--- start of Source excerpt ---
Section 3.           Allocation of Income and Expenses

a.
Daily Dividend Funds .  Funds that declare distributions of net investment income daily to maintain the same net asset value per share in each class (“Daily Dividend Funds”) will allocate gross income and expenses (other than Class Expenses, as defined below) to each class on the basis of “relative net assets (settled shares)”.  Realized and unrealized capital gains and losses will be allocated to each class on the basis of relative net assets.  “Relative net assets (settled shares),” for this purpose, are net assets valued in accordance with generally accepted accounting principles but excluding the value of subscriptions receivable, in relation to the net assets of the particular Daily Dividend Fund.  Expenses to be so allocated include Issuer Expenses and Fund Expenses, each as defined below.

b.
Non-Daily Dividend Funds .  The gross income, realized and unrealized capital gains and losses and expenses (other than Class Expenses) of each Fund, other than the Daily Dividend Funds, shall be allocated to each class on the basis of its net asset value relative to the net asset value of the Fund.  Expenses to be so allocated also include Issuer Expenses and Fund Expenses.
 
-5-

 
c.
--- end of Source excerpt ---
--- start of Supplied data ---
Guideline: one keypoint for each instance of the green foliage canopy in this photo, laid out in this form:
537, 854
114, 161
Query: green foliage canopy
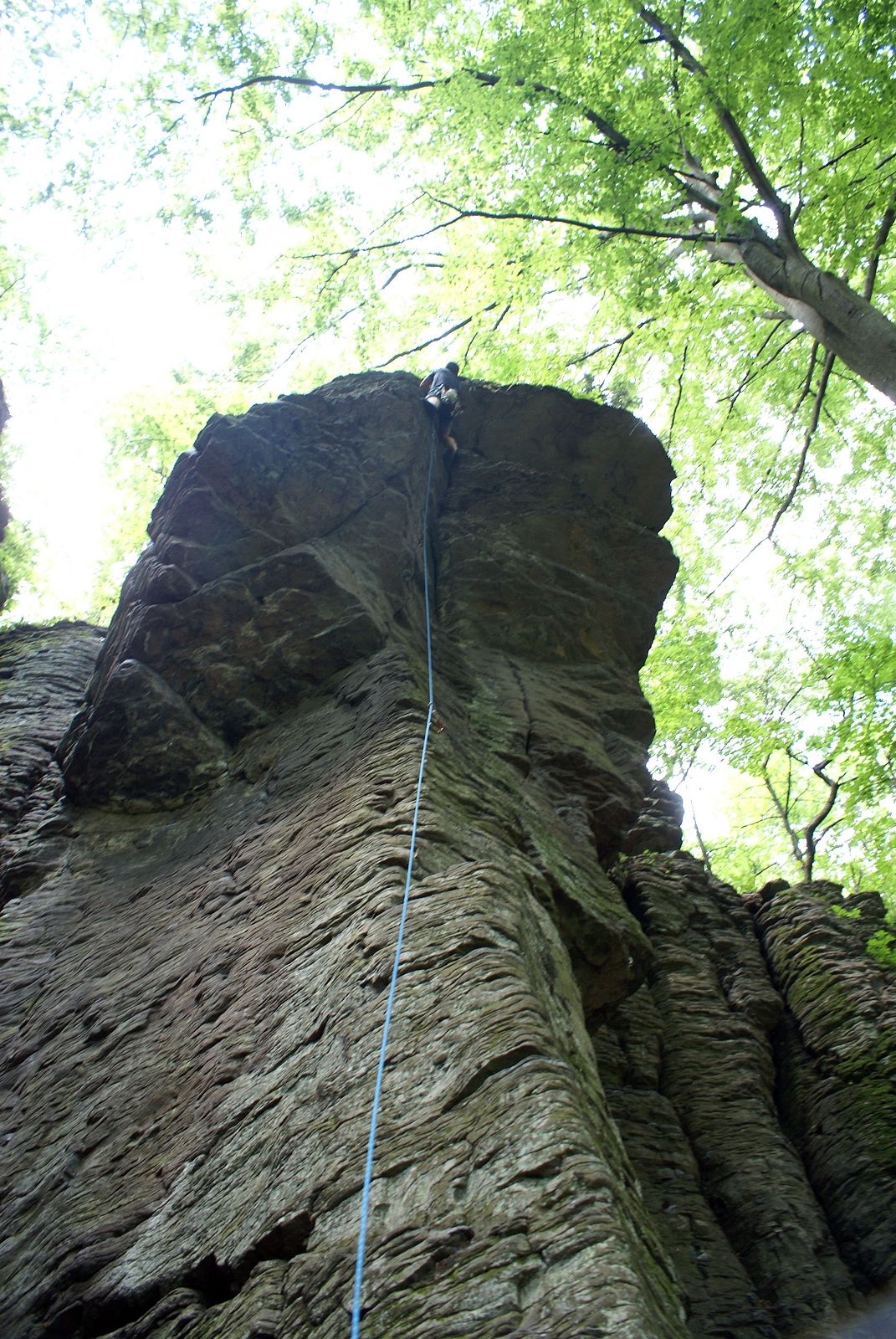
--- end of Supplied data ---
Set exercise >> Write out everything from "Daily Dividend Funds .  Funds" down to "as defined below." in the section on allocating income and expenses.

Exercise result >>
Daily Dividend Funds .  Funds that declare distributions of net investment income daily to maintain the same net asset value per share in each class (“Daily Dividend Funds”) will allocate gross income and expenses (other than Class Expenses, as defined below) to each class on the basis of “relative net assets (settled shares)”.  Realized and unrealized capital gains and losses will be allocated to each class on the basis of relative net assets.  “Relative net assets (settled shares),” for this purpose, are net assets valued in accordance with generally accepted accounting principles but excluding the value of subscriptions receivable, in relation to the net assets of the particular Daily Dividend Fund.  Expenses to be so allocated include Issuer Expenses and Fund Expenses, each as defined below.